[Dataset excerpts on object pointing]
-*-
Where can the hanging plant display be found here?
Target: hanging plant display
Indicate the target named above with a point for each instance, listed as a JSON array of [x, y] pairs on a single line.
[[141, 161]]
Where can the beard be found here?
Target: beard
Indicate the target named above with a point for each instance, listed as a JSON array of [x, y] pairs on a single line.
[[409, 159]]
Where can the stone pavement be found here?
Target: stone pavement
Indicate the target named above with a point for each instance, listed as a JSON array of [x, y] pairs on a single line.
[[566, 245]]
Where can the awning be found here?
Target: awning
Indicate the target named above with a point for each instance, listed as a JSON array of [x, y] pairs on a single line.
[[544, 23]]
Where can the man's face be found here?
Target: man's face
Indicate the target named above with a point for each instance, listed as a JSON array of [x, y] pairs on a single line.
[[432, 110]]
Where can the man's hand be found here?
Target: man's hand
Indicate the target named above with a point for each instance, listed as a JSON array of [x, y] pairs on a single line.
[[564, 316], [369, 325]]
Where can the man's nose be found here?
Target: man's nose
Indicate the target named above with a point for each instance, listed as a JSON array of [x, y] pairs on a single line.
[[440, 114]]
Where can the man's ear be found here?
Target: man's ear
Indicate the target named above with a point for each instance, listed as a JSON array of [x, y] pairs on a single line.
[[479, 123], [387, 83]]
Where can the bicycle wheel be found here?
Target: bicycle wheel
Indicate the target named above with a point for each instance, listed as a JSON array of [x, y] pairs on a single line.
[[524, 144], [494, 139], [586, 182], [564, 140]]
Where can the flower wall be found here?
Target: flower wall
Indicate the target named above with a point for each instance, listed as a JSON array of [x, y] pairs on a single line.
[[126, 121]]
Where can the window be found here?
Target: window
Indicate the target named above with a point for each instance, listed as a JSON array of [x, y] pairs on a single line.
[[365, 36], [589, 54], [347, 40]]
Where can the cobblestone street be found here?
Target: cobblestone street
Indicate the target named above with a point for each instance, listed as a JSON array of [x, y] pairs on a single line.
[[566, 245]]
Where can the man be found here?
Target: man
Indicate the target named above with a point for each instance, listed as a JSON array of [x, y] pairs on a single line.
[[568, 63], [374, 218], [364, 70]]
-*-
| What to produce |
Copy every line of the material, starting with the line containing "Where can the window be found here?" and going on through the end of the material. Raise every x and y coordinate in the point lists by 144, and leave all other lines unchanged.

| Completed exercise |
Where can the window be found here?
Target: window
Indicate the target named above with a point for each instance, listed as a JSON array of [x, y] pairs on a single line.
[[509, 180], [733, 198], [491, 184]]
Where can the cobblestone street be found here?
Target: cobblestone street
Indicate the target named above with a point for each instance, listed as a JSON array of [x, y] pairs on a single line.
[[710, 389]]
Where can the man be found here?
Target: man
Indicate the target named above with a point for each instance, listed as a JSON array of [x, y] pairs on a single line.
[[712, 207], [518, 362], [508, 214]]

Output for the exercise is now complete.